══ Data for this exercise

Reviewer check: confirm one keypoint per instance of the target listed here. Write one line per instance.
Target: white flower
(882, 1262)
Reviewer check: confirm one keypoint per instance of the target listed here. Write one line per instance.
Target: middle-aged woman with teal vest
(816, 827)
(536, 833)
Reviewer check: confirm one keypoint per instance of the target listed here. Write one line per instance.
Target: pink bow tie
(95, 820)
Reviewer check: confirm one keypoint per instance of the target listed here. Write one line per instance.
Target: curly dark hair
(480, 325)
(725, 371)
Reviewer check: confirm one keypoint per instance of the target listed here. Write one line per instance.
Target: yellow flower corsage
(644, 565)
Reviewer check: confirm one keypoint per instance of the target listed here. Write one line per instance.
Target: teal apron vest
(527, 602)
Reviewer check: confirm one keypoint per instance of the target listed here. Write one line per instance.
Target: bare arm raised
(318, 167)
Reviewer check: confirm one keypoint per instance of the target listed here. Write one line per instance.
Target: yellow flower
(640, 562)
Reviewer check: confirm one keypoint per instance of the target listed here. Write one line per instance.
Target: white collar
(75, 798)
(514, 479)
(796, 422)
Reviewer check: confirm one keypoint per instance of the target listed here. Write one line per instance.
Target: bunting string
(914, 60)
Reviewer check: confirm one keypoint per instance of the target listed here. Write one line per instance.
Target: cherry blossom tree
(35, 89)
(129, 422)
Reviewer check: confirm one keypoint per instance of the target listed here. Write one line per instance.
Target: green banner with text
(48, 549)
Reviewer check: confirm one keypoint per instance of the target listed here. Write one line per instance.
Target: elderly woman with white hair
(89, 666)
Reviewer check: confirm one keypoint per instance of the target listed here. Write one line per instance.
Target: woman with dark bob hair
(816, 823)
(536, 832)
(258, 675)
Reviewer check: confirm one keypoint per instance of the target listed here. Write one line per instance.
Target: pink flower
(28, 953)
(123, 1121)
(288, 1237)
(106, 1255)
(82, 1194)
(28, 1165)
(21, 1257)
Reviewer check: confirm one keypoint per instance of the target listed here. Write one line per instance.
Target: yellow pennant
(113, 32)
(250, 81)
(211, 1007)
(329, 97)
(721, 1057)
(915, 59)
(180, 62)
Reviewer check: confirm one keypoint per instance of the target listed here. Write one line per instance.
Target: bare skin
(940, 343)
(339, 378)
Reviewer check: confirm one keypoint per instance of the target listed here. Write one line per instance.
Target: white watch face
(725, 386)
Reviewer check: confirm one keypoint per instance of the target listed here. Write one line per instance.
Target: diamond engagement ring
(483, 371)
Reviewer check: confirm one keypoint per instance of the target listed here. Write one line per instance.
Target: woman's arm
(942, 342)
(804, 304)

════

▸ **Exercise prompt**
Repeat the material above exactly.

▸ **Correct result**
Reviewer check: confirm one keypoint per instance of the target listed here. Write one line per instance.
Target: white flower
(882, 1262)
Reviewer check: confirm one keypoint per instance of the target listed here. Write one line per instance.
Target: middle-aged woman with teal vest
(816, 827)
(536, 833)
Reviewer check: confirm one keypoint per instance of the target listed here. Write one line per instance.
Target: pink bow tie
(95, 820)
Reviewer check: confirm one keypoint per instance of the target listed here. Write one line per instance.
Target: curly dark hair
(480, 325)
(725, 371)
Reviewer check: confirm one keypoint per instance of the target listed here. Write one line per instance.
Target: yellow flower corsage
(644, 565)
Reviewer check: confirm one keypoint per instance of the target listed here. Write one line per instance.
Target: teal apron vest
(527, 602)
Reviewer check: confirm one keypoint per instance of the target listed here. Write one line per instance.
Target: bare arm raised
(318, 167)
Reviewer check: confirm one keypoint per instance of the target listed here. Write one line per instance.
Target: yellow flower
(640, 562)
Reviewer check: confirm one keypoint per instance of the target listed here. Write one line per instance.
Target: white collar
(75, 798)
(514, 479)
(796, 422)
Reviewer check: confirm one keypoint per instance of the target listed here. Write one line per instance.
Target: bunting string
(914, 60)
Reviewer check: confirm one keypoint per instance of the target listed here. Write one line per instance.
Target: cherry blossom tree
(35, 89)
(129, 422)
Reviewer check: confirm one keypoint per instance of the target listed here. Write one line per instance.
Target: green banner with text
(48, 549)
Reviewer check: confirm one keypoint per instance of the target listed here. Write one line per instance.
Target: elderly woman with white hair
(89, 666)
Reviewer check: confirm one keypoint per instance of the target listed here. Write one line per instance.
Target: woman with dark bob hair
(816, 823)
(536, 832)
(258, 675)
Reviewer check: confirm one keypoint per instance of the target listed here. Write one line per instance.
Target: pink flower
(28, 953)
(123, 1121)
(288, 1237)
(106, 1255)
(82, 1194)
(28, 1165)
(21, 1257)
Reviewer check: confirm one keypoint per instance of the target listed here. Write one line per instance.
Target: yellow pennant
(113, 32)
(250, 81)
(211, 1007)
(329, 97)
(721, 1057)
(915, 59)
(180, 62)
Reviewer check: confirm one keypoint per instance of the target listed here. Write one line per instance.
Target: bare skin
(940, 343)
(339, 378)
Reviewer check: confirm one keypoint per instance of the target listed here. Write one line per instance.
Target: white watch face
(725, 386)
Reviewer check: confirm one keypoint per instance of the target listed here. Write one line per instance.
Target: diamond engagement ring
(483, 371)
Reviewer check: confirm one keypoint per instance of the target listed here. Write one line per instance.
Target: woman's arm
(942, 342)
(804, 304)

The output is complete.